The day of the Summer Picnic came. We had planned a scramble on our Executive Golf Course and big BBQ bash under huge canopy tents outside … and it rained.

And, I don’t mean it drizzled. It down-poured. It rained cats and dogs … and sideways. Halfway through their scramble we closed the golf course due to wind and lightening. Shortly after, power went down across town and in our hotel – which meant we had no kitchen. It was on this day that I learned the three most important lessons I know about being a professional.

1. At some point in your life, you will be the person who deals with the crap. So, suck it up and do it gracefully.

Of course, most of the time, I mean metaphorical crap. Answering the phones, working late on the holiday weekend, getting the coffee, etc. Everyone, in the early stages of their career, will have to be ‘that guy.’

However, in this instance, I mean actual crap. The hotel had these power-flush toilets that, no kidding, didn’t flush if the power was out. In addition to the guests of the summer picnic, we had the usual hotel crowd, restaurant patrons, and stranded travelers who were run off the road from the storm. It was a full house.

Turns out, the toilets did work if they were pressurized by a strong current. And so myself, and several other unfortunate employees, hauled buckets of water from the hotel pool to the bathroom and poured them down the toilets to pressurize them into flushing. It worked. And it was horrible. But, it had to be done. And at that point in my career, I was the person to roll up my sleeves and do it.

2. Even when everything is falling apart, remain calm.

The people who are most successful are not the people who never fail, but are the people who are the quickest to recover.

On the aforementioned rainy day, I couldn’t control the weather and I couldn’t control our power which meant I couldn’t get the kitchen to put out anything but our pre-made, cold food. Our event timeline was shortened because we only had so much time until the refrigerated food would be unsuitable for serving. And, of course, the sun would be setting soon.

So, we moved the whole thing inside, lit candles and served the chilled dishes. Our catering team stepped up the service and didn’t skip a beat when it came to half-empty glasses and discarded dishes. And I smiled and chatted with the company’s management team who ate cold food in the dark.

Work task 1: In the picnic essay, where did employees get the water that they poured into the toilets?
Work task 2: Print the part of the picnic essay that opens with the words containing "However, in this" and closes with "apart, remain calm.".
The listing comes from a separate source, not from the picnic essay.

Supplied data:
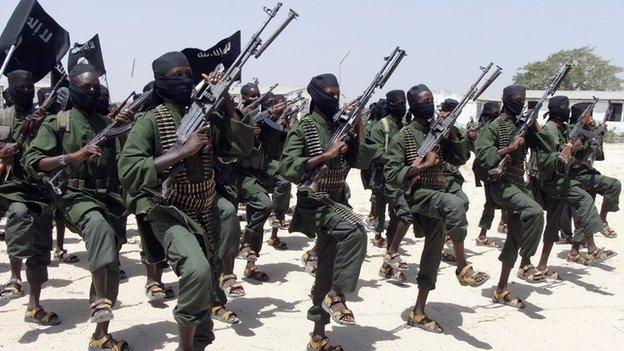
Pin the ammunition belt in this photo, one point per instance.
(431, 178)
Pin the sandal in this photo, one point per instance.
(39, 316)
(550, 275)
(485, 241)
(468, 276)
(388, 273)
(530, 274)
(448, 257)
(310, 262)
(608, 232)
(227, 316)
(228, 283)
(277, 244)
(599, 255)
(423, 322)
(506, 298)
(339, 316)
(107, 343)
(154, 291)
(247, 253)
(395, 262)
(12, 290)
(578, 258)
(319, 343)
(63, 256)
(255, 274)
(378, 241)
(101, 311)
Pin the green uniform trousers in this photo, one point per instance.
(188, 259)
(586, 219)
(341, 252)
(103, 245)
(525, 222)
(29, 237)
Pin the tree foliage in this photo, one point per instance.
(589, 71)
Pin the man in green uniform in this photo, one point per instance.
(341, 243)
(509, 190)
(184, 222)
(491, 110)
(558, 188)
(85, 205)
(400, 214)
(27, 206)
(436, 211)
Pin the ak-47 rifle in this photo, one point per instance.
(208, 97)
(111, 131)
(29, 124)
(580, 131)
(351, 116)
(528, 120)
(442, 126)
(265, 116)
(599, 134)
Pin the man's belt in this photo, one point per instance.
(101, 183)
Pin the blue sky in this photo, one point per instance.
(445, 40)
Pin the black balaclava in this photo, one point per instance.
(379, 109)
(490, 111)
(396, 103)
(85, 100)
(559, 108)
(21, 98)
(248, 89)
(104, 101)
(175, 89)
(449, 105)
(510, 105)
(423, 110)
(577, 110)
(326, 103)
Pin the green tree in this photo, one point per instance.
(589, 71)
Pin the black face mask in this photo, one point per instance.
(23, 98)
(514, 107)
(425, 110)
(176, 89)
(397, 109)
(85, 100)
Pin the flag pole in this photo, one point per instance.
(7, 59)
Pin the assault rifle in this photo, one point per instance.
(579, 131)
(111, 131)
(209, 97)
(29, 124)
(351, 116)
(529, 119)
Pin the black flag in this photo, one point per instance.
(205, 61)
(40, 41)
(90, 51)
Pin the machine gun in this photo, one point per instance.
(442, 126)
(349, 118)
(209, 97)
(111, 131)
(528, 120)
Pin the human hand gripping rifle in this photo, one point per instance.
(531, 118)
(210, 96)
(30, 124)
(580, 132)
(352, 115)
(111, 131)
(443, 126)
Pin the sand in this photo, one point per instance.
(583, 311)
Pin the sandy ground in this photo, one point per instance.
(583, 311)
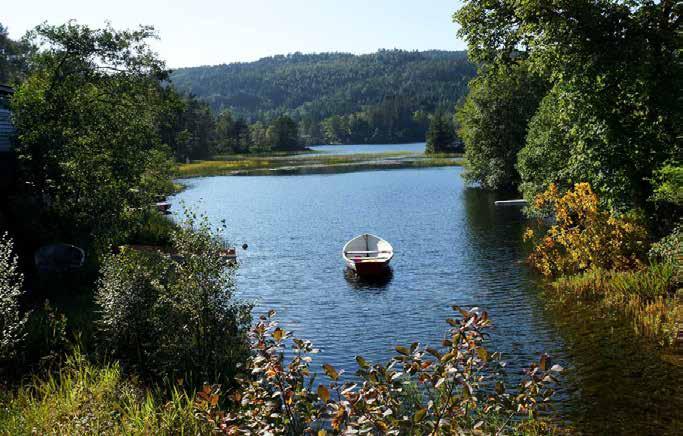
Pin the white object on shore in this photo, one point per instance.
(368, 254)
(520, 202)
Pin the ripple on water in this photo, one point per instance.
(452, 247)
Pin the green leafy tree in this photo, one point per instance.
(283, 133)
(311, 88)
(493, 122)
(440, 136)
(613, 111)
(13, 58)
(223, 139)
(175, 316)
(12, 321)
(88, 119)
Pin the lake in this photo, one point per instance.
(418, 147)
(453, 246)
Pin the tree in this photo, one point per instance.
(224, 141)
(88, 119)
(258, 138)
(612, 68)
(12, 321)
(13, 58)
(440, 135)
(493, 122)
(175, 317)
(283, 133)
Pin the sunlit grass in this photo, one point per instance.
(255, 164)
(647, 296)
(83, 398)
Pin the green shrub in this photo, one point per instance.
(175, 316)
(82, 398)
(645, 296)
(669, 248)
(12, 321)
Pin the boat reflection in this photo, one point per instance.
(369, 283)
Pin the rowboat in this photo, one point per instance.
(368, 254)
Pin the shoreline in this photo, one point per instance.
(313, 163)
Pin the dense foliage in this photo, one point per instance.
(440, 135)
(175, 316)
(493, 123)
(583, 235)
(337, 97)
(455, 389)
(13, 58)
(87, 118)
(612, 115)
(12, 320)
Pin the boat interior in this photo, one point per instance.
(367, 246)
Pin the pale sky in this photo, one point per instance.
(207, 32)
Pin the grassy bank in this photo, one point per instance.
(83, 398)
(311, 163)
(647, 297)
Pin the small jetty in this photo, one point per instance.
(228, 253)
(163, 207)
(519, 202)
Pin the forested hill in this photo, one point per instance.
(337, 97)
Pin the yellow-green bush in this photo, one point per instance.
(646, 296)
(583, 235)
(82, 398)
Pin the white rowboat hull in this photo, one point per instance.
(368, 254)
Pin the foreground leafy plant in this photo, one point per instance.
(422, 390)
(175, 316)
(84, 398)
(12, 321)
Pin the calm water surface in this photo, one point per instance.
(453, 246)
(418, 147)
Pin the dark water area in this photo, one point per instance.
(453, 246)
(417, 147)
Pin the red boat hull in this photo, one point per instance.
(371, 268)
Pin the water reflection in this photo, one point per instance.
(458, 248)
(376, 283)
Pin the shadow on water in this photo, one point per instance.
(375, 284)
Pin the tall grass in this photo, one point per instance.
(82, 398)
(646, 296)
(286, 164)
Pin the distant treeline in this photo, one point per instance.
(336, 98)
(193, 131)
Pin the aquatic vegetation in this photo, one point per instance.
(646, 296)
(84, 398)
(454, 389)
(583, 235)
(309, 163)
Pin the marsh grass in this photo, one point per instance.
(84, 398)
(312, 163)
(646, 296)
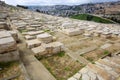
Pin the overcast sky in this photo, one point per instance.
(52, 2)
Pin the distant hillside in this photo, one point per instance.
(91, 18)
(110, 10)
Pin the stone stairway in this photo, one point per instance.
(103, 69)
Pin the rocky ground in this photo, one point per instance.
(71, 46)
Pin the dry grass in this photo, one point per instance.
(61, 67)
(10, 69)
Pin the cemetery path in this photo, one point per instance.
(34, 68)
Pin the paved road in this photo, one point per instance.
(35, 68)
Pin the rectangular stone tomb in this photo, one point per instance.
(45, 38)
(3, 25)
(7, 44)
(9, 56)
(72, 32)
(14, 35)
(33, 33)
(33, 43)
(51, 48)
(4, 34)
(28, 37)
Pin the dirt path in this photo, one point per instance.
(35, 68)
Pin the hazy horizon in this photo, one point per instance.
(53, 2)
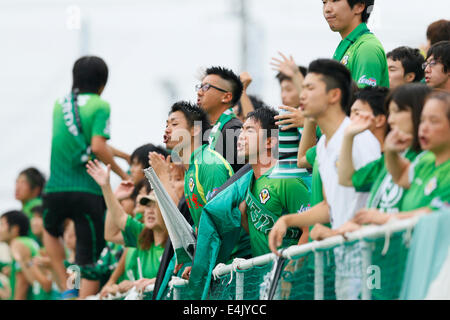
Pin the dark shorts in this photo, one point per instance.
(88, 214)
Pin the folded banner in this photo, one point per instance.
(180, 231)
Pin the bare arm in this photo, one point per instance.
(346, 168)
(105, 154)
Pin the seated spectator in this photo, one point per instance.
(29, 186)
(148, 237)
(405, 66)
(437, 66)
(14, 230)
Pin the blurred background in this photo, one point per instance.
(155, 51)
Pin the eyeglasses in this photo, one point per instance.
(205, 87)
(432, 63)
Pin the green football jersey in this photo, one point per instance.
(149, 259)
(267, 200)
(384, 195)
(207, 171)
(363, 54)
(16, 267)
(430, 185)
(67, 168)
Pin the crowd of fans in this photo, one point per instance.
(370, 132)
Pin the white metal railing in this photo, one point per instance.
(368, 232)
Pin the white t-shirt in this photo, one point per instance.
(344, 202)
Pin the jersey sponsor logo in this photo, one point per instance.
(344, 60)
(431, 186)
(304, 208)
(368, 81)
(191, 184)
(264, 196)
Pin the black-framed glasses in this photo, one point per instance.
(432, 63)
(205, 87)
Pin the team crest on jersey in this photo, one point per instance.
(264, 196)
(344, 60)
(431, 186)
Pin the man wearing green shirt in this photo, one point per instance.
(268, 199)
(360, 51)
(80, 131)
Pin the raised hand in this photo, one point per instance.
(96, 171)
(362, 122)
(285, 65)
(397, 141)
(291, 119)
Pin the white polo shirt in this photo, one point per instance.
(344, 202)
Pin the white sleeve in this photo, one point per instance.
(366, 149)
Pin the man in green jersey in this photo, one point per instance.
(268, 199)
(220, 90)
(14, 227)
(360, 51)
(80, 131)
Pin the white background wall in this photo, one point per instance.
(148, 44)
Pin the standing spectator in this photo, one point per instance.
(405, 66)
(360, 51)
(437, 66)
(324, 98)
(81, 127)
(219, 92)
(268, 199)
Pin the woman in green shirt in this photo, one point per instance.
(426, 178)
(405, 106)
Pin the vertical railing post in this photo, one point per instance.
(318, 276)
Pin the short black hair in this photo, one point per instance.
(256, 102)
(141, 153)
(441, 53)
(375, 97)
(266, 118)
(17, 218)
(367, 10)
(90, 74)
(411, 97)
(281, 76)
(411, 59)
(226, 74)
(193, 113)
(34, 177)
(438, 31)
(336, 76)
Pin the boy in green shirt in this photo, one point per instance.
(360, 51)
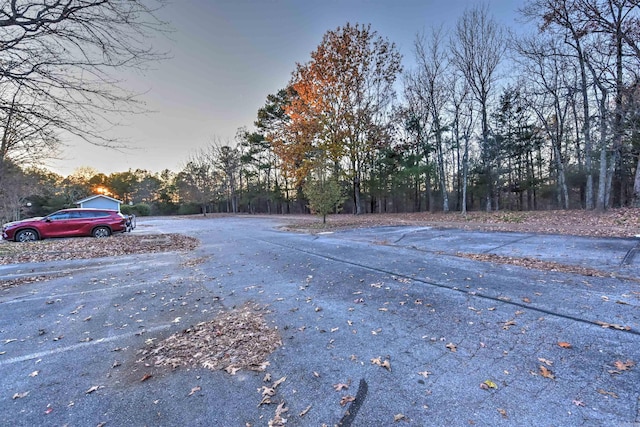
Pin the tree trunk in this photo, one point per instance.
(636, 186)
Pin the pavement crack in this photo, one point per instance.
(352, 411)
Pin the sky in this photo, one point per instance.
(226, 56)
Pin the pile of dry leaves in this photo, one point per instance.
(236, 339)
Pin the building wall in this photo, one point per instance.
(100, 203)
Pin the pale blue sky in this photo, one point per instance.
(228, 55)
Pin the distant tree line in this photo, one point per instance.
(485, 120)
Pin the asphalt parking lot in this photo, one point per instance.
(380, 326)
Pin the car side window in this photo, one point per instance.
(59, 216)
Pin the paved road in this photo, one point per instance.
(444, 325)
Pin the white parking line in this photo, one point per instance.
(78, 346)
(71, 294)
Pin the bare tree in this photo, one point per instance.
(432, 72)
(477, 47)
(544, 62)
(58, 61)
(566, 18)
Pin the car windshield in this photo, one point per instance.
(59, 215)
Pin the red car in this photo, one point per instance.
(66, 223)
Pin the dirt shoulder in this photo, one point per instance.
(623, 222)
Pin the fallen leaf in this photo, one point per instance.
(546, 372)
(232, 370)
(268, 391)
(607, 393)
(342, 386)
(280, 381)
(490, 384)
(304, 412)
(545, 361)
(398, 417)
(346, 399)
(624, 366)
(385, 364)
(20, 395)
(506, 325)
(93, 388)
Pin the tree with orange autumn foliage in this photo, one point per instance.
(341, 103)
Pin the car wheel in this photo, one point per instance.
(26, 236)
(101, 232)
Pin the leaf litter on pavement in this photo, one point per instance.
(235, 339)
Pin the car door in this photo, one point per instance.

Written response 1: From the hotel pool.

Written response 2:
However, in this instance, I mean actual crap. The hotel had these power-flush toilets that, no kidding, didn’t flush if the power was out. In addition to the guests of the summer picnic, we had the usual hotel crowd, restaurant patrons, and stranded travelers who were run off the road from the storm. It was a full house.

Turns out, the toilets did work if they were pressurized by a strong current. And so myself, and several other unfortunate employees, hauled buckets of water from the hotel pool to the bathroom and poured them down the toilets to pressurize them into flushing. It worked. And it was horrible. But, it had to be done. And at that point in my career, I was the person to roll up my sleeves and do it.

2. Even when everything is falling apart, remain calm.